• _Data to process_:

= = =

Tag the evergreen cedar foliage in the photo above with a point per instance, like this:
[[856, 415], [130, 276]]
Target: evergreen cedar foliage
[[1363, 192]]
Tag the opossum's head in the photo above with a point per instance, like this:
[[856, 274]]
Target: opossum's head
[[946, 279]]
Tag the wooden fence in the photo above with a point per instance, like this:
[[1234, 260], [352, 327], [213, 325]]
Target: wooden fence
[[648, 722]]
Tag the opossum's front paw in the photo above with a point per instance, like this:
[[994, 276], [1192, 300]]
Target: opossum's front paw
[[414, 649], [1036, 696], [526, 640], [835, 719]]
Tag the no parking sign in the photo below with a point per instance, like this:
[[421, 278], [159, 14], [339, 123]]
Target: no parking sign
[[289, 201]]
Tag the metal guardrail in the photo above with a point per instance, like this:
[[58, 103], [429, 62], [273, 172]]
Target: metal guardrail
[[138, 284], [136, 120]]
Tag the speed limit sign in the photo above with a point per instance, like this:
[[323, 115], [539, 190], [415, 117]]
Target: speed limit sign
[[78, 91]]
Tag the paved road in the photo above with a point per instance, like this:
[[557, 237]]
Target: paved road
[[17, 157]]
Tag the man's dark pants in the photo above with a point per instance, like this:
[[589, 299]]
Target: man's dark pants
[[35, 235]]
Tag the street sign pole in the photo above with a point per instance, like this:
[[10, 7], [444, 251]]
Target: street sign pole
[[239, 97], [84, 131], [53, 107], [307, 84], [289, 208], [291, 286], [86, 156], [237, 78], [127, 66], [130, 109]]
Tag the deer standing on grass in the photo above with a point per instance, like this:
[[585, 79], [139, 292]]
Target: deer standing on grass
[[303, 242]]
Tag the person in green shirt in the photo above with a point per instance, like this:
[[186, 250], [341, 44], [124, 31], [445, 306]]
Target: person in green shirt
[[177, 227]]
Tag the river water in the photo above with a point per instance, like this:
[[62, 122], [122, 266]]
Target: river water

= = =

Can you reproduce the entire listing above line for line, with every character unchanged?

• _Response below_:
Tag the evergreen cedar foliage in the photo above with a point per instance, like this:
[[856, 415], [130, 276]]
Target: evergreen cedar foliage
[[1363, 192]]
Tag the opossum's head in the photo above with a point per instance, like this:
[[856, 274]]
Target: opossum's head
[[946, 279]]
Tag the wooden fence in the photo above with a point per instance, like this:
[[1234, 260], [352, 327], [213, 325]]
Target: wooden fence
[[648, 722]]
Tag the opossum's front paw in the photo above with a point per instance, like this:
[[994, 276], [1192, 300]]
Target: opossum's front paw
[[414, 649], [1036, 696], [526, 640], [835, 719]]
Tag the no parking sign in the photo below with a point per instance, like this:
[[421, 278], [159, 14], [339, 123]]
Target: no parking sign
[[289, 201]]
Tag the metal guardrail in the photo above with a point per instance, like this:
[[58, 103], [429, 62], [273, 172]]
Target: metal guardrail
[[138, 284], [136, 120]]
Tag the speed limit sign in the photo above with a point per instance, like this:
[[323, 115], [539, 190], [415, 117]]
Target: speed limit sign
[[78, 91]]
Tag the paved road in the photo above with a point per instance, like this:
[[557, 237]]
Target: paved road
[[17, 157]]
Tag the man's dark pants in the photo above with a point per instance, like this:
[[589, 299]]
Target: man's dark pants
[[35, 235]]
Tag the street sign pole in the photo above with a point per instance, like this:
[[10, 7], [444, 251]]
Target: street sign pole
[[239, 97], [84, 131], [53, 107], [307, 84], [289, 208], [291, 286], [86, 156], [237, 78], [127, 66], [130, 109]]
Tag the deer standing on grass in the photo above with a point per instance, like this:
[[585, 79], [139, 292]]
Target: deer standing on grass
[[303, 242]]
Tag the person in green shirt in the photo above with a point per instance, like this:
[[186, 250], [341, 44], [124, 31], [445, 306]]
Target: person in green shirt
[[177, 227]]
Tag the river water in the photo above with a point per instance, like this:
[[62, 122], [122, 266]]
Target: river water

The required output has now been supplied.